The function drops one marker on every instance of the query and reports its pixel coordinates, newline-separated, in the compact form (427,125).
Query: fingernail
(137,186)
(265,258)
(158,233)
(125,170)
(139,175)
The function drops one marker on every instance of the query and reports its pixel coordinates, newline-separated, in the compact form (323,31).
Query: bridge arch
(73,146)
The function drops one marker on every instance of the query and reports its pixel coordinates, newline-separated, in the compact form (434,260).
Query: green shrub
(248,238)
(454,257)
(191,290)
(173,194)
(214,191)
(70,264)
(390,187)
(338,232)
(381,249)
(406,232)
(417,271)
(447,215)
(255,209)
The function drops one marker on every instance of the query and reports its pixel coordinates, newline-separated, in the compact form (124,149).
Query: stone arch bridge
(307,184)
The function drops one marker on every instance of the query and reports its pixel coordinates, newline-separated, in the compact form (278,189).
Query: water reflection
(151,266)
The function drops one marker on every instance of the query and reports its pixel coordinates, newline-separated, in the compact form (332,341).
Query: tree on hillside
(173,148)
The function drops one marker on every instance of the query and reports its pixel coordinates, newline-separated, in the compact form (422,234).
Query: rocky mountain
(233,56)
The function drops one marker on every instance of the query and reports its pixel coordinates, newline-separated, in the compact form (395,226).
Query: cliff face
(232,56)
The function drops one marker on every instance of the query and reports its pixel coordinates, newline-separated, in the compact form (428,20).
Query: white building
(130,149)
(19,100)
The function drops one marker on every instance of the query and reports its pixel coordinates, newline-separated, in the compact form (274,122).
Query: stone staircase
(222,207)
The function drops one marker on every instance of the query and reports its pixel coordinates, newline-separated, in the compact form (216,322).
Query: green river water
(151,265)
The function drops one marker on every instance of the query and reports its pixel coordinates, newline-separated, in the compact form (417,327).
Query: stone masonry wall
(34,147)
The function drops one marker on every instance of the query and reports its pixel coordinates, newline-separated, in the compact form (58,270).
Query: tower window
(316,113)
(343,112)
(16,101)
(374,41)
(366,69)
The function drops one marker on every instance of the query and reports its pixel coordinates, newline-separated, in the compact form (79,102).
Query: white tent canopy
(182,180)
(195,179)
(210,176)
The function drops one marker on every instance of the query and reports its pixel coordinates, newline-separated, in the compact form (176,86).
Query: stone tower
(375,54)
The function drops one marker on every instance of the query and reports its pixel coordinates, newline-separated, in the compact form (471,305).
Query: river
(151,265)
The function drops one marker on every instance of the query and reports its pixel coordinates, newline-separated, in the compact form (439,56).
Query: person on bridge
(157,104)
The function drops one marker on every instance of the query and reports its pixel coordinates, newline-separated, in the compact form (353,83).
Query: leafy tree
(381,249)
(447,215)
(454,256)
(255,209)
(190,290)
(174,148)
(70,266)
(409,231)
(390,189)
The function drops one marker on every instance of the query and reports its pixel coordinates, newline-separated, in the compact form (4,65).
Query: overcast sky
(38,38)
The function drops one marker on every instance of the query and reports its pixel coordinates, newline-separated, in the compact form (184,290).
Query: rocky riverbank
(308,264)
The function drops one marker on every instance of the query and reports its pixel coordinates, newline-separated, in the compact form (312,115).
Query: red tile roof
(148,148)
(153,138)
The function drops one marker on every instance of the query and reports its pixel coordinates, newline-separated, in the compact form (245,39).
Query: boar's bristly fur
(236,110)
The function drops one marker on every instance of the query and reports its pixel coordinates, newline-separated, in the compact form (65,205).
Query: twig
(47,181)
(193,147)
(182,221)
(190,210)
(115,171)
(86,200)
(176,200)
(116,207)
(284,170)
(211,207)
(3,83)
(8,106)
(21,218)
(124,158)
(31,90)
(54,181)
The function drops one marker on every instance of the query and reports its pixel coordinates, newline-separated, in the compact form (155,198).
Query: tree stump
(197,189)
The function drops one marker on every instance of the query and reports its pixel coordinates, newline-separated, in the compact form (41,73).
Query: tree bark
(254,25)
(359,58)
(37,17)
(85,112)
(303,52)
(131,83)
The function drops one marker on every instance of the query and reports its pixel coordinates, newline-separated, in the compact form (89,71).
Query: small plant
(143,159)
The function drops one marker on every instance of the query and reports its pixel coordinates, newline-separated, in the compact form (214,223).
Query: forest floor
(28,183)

Task to complete:
Please repeat each line above exactly.

Response:
The function drops one marker on every instance of the query and reports its pixel coordinates, newline-separated, in the compact form (427,125).
Query: fingernail
(137,186)
(265,258)
(158,233)
(125,170)
(139,175)
The function drops one marker on every instance of the query and reports its pixel coordinates, newline-separated, in the compact form (323,31).
Query: bridge arch
(73,146)
The function drops one marker on every instance of the query and reports its pixel coordinates, newline-separated, in the compact form (434,260).
Query: green shrub
(248,238)
(454,257)
(191,290)
(173,194)
(214,191)
(70,264)
(390,187)
(338,232)
(381,249)
(406,232)
(417,271)
(447,215)
(255,209)
The function drops one marker on every instance of the query and reports its pixel coordinates, newline-separated, in the compact form (124,149).
Query: stone arch bridge
(307,184)
The function drops one marker on every instance of the query and reports its pixel coordinates, newline-separated, in the compact form (278,189).
Query: water reflection
(151,266)
The function drops one marker on every instance of the query and reports its pixel coordinates, newline-separated, in the compact form (332,341).
Query: tree on hillside
(173,148)
The function drops one marker on every instance of the query and reports its pixel coordinates, newline-separated, in the compact form (422,234).
Query: rocky mountain
(233,56)
The function drops one marker on every instance of the query and reports its pixel coordinates, newline-separated, in the compact form (395,226).
Query: cliff face
(232,56)
The function drops one marker on every instance of the query and reports its pixel coordinates, newline-separated, in the compact form (428,20).
Query: white building
(130,149)
(19,100)
The function drops one marker on every instance of the query and reports its pixel coordinates, newline-separated, in the compact form (274,122).
Query: stone staircase
(222,207)
The function drops one marker on every instance of the query and reports its pixel coordinates, newline-separated, in the compact form (216,322).
Query: green river water
(151,265)
The function drops one marker on every instance of the query and reports its pixel coordinates, newline-separated, in the compact form (417,327).
Query: stone masonry wall
(34,147)
The function drops one marker on every instance of the query and reports its pixel coordinates, newline-separated, in the compact form (58,270).
Query: tower window
(316,113)
(343,112)
(16,101)
(374,41)
(366,69)
The function drops one marker on every instance of the query and reports its pixel coordinates, newline-separated, in the compact form (79,102).
Query: white tent canopy
(182,180)
(195,179)
(210,176)
The function drops one marker on every instance of the query and reports its pixel coordinates, newline-separated, in the compact form (176,86).
Query: stone tower
(375,54)
The function drops one marker on every instance of the query and reports its pixel coordinates, newline-separated, in the compact form (471,305).
Query: river
(151,265)
The function drops one marker on every instance of the query and reports its pixel coordinates, newline-separated, in the compact form (439,56).
Query: person on bridge
(157,104)
The function drops one marker on every instance of the query and reports its pixel coordinates, newline-separated, in the compact form (353,83).
Query: leafy tree
(381,249)
(447,215)
(454,256)
(255,209)
(190,290)
(174,148)
(70,266)
(409,231)
(390,189)
The function drops one marker on every instance of the query and reports its pixel coordinates, newline-separated, in the compact form (4,65).
Query: overcast sky
(38,38)
The function drops one marker on every instance of the query and reports its pixel coordinates, newline-separated, in the compact form (184,290).
Query: rocky riverbank
(308,264)
The function drops one marker on every instance of the query and reports its pixel coordinates, newline-separated, in the compact form (312,115).
Query: red tile roof
(148,148)
(153,138)
The function drops one marker on every instance of the query and reports its pixel coordinates, newline-separated, in the compact form (245,39).
Query: boar's bristly fur
(236,110)
The function drops one marker on every instance of the query and reports its pixel coordinates, newline-separated, in the compact form (65,205).
Query: twig
(47,181)
(193,147)
(182,221)
(190,210)
(115,171)
(86,200)
(176,200)
(116,207)
(284,170)
(211,207)
(3,83)
(8,106)
(21,218)
(124,158)
(31,90)
(54,181)
The function drops one marker on every instance of the query and reports its pixel coordinates, newline-separated, in the compact form (155,198).
Query: tree stump
(197,189)
The function drops one marker on every instance of the query and reports its pixel coordinates, newline-separated, in the compact form (41,73).
Query: tree bark
(254,25)
(359,58)
(37,17)
(85,112)
(303,52)
(131,83)
The function drops one marker on every instance of the query and reports its pixel coordinates, newline-separated, in the compact form (89,71).
Query: small plant
(143,159)
The function drops one marker on every instance of the query and reports its pixel coordinates, newline-separated, in the compact form (214,223).
Query: forest floor
(28,183)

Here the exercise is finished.